» **Requirement 1**
From the intake manifold article, extract the passage between "Simple Intake Manifold" and "enters each cylinder.", inclusive.

» **Passage to read**
----
What Intake Manifolds Do and How They Work

What Intake Manifolds Do and How They Work

Last Updated February 5, 2020 | Sam Padgett

Breathing is just as crucial for your Mustang as it is for you. Without proper air intake, your engine performance will suffer. There are plenty of engine components that manage the air and fuel heading into the engine, but one of the more important parts of an internal combustion engine is the intake manifold. Even though intake manifolds are essentially a glorified bunch of tubes, they have a significant effect on your engine’s performance and help several parts of your vehicle work together in harmony.

What is an Intake Manifold

An intake manifold is a series of tubes that sit atop the engine. As air enters the car, it travels through the throttle body, then into the intake manifold and then finally into the engine itself. Basically, the intake manifold is the last stop on the air's journey before it reaches the cylinder heads.

Simple Intake Manifold

One of the big tasks that the intake manifold accomplishes is distributing the air (or air-fuel mixture in a carbureted engine) evenly to each cylinder. This way, when the camshaft opens the cylinder valves, the same amount of gas enters each cylinder.

As air passes through the manifold, it is subjected to the scrutiny of a bunch of different sensors. These sensors measure a variety of variables, from temperature to pressure. The sensors are ultra-important for any modern vehicle. For example, if the engine is fuel injected, the air temperature sensor is key to healthy engine function. Without knowledge of the air temperature, the density of oxygen in the cylinder would be unknown, and the proper air-fuel ratio could not be realized. A faulty sensor can cause stalling, knocking, or it can ruin your catalytic converter by filling it with unburnt fuel.
----
» **Data shown**
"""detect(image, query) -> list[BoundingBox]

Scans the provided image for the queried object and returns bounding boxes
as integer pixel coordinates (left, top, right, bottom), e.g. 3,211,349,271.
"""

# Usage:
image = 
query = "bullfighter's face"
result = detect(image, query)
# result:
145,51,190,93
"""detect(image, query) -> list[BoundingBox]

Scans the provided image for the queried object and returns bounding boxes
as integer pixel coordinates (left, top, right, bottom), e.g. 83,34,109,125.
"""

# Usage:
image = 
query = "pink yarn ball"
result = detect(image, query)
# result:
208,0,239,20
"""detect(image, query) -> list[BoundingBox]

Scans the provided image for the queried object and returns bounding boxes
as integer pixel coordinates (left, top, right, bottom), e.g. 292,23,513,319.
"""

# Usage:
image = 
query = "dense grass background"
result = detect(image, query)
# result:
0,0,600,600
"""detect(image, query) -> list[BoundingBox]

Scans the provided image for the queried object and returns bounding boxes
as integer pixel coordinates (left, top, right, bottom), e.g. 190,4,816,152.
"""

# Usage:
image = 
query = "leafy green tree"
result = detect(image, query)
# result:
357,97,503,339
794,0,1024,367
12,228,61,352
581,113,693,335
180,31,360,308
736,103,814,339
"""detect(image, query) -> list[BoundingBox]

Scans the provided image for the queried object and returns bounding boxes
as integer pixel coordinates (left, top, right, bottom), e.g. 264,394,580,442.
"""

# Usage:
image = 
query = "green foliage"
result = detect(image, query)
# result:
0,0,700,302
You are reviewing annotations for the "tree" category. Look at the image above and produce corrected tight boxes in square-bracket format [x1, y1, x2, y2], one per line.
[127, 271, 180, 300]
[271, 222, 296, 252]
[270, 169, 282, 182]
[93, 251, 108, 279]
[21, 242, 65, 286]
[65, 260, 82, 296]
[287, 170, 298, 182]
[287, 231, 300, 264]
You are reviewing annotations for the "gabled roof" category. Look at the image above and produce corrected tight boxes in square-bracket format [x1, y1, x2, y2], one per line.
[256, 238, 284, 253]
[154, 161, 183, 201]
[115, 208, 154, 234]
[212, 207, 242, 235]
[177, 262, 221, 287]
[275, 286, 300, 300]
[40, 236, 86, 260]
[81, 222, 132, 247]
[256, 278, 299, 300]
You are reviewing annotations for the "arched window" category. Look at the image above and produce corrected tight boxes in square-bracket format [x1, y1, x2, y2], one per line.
----
» **Requirement 2**
Pull out every line in the rows that contains the string "tree".

» **Full output 1**
Simple Intake Manifold

One of the big tasks that the intake manifold accomplishes is distributing the air (or air-fuel mixture in a carbureted engine) evenly to each cylinder. This way, when the camshaft opens the cylinder valves, the same amount of gas enters each cylinder.

» **Full output 2**
query = "leafy green tree"
You are reviewing annotations for the "tree" category. Look at the image above and produce corrected tight boxes in square-bracket format [x1, y1, x2, y2], one per line.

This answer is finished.